As mudanças no Estado e sociedade em geral vêm impulsionando as modificações nas estruturas familiares, fazendo surgir novos modelos de vínculos conjugais, assim como comportamentos e maneiras distintas nos relacionamentos entre os sexos.

Aos poucos, a mulher vem conquistando seu lugar em todos os nichos da sociedade. Porém, devido a influência patriarcal (ou machista) vigente por praticamente toda a história da humanidade, a mulher enfrenta a discriminação, mesmo que velada, e a flagrante e descarada violência, em geral, por parte de companheiro ou cônjuge.

Esta realidade é diariamente vivenciada nas delegacias e tribunais, que se deparam com um incontável número de denúncias e processos relacionados a violência contra a mulher, especialmente a doméstica.

Embora não seja o foco deste trabalho, mas a psicologia pode ser uma fonte de busca de entendimento sobre as razões que levam a isso, porém, sob um enfoque jurídico, observa-se claramente a violência como prática discriminatória, abusiva e lesiva contra os direitos da mulher, tanto no âmbito subjetivo quanto material.

Por outro lado, a sociedade atual tem se acostumado a violência, devido à grande visibilidade que esse tipo de ato tem nas mídias de massa, demonstrando que se caracteriza por uma clara afronta aos Direitos da Pessoa Humana.

A lesão Corporal e a Ameaça costumam estar presentes na violência doméstica, e encontram-se previstas nos artigos 129 e 147 do Código Penal brasileiro.

######

REQUISITOS DA TAREFA: Reproduza sem alterações a parte do texto sobre violência contra a mulher que começa em "Embora não seja" e vai até "Código Penal brasileiro.".

LINHAS:
######

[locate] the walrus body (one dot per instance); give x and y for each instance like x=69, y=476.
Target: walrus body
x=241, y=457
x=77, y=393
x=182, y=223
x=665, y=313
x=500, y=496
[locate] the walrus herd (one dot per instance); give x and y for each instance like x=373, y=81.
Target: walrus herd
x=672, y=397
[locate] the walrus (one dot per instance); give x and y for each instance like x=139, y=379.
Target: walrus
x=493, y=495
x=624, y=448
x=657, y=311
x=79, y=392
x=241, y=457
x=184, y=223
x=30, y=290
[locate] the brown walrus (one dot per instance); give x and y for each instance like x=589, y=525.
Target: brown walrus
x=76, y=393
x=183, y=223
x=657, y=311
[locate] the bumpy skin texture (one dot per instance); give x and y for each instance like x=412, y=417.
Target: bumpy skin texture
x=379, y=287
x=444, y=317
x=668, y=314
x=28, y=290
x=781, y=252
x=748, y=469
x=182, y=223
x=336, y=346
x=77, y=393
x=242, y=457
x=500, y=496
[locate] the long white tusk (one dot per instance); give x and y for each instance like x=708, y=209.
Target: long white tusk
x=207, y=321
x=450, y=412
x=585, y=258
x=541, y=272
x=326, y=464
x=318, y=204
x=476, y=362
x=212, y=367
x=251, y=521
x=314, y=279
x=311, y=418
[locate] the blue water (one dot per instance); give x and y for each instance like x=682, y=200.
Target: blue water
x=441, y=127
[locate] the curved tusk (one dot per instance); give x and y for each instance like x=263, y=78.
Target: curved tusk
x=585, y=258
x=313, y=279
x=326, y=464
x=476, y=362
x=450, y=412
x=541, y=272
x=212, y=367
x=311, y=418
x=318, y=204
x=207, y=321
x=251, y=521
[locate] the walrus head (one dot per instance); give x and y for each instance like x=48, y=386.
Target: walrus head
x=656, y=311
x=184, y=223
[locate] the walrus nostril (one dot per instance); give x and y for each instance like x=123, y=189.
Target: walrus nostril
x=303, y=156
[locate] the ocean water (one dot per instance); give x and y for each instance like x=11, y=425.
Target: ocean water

######

SOLUÇÃO DO EXERCÍCIO:
Embora não seja o foco deste trabalho, mas a psicologia pode ser uma fonte de busca de entendimento sobre as razões que levam a isso, porém, sob um enfoque jurídico, observa-se claramente a violência como prática discriminatória, abusiva e lesiva contra os direitos da mulher, tanto no âmbito subjetivo quanto material.

Por outro lado, a sociedade atual tem se acostumado a violência, devido à grande visibilidade que esse tipo de ato tem nas mídias de massa, demonstrando que se caracteriza por uma clara afronta aos Direitos da Pessoa Humana.

A lesão Corporal e a Ameaça costumam estar presentes na violência doméstica, e encontram-se previstas nos artigos 129 e 147 do Código Penal brasileiro.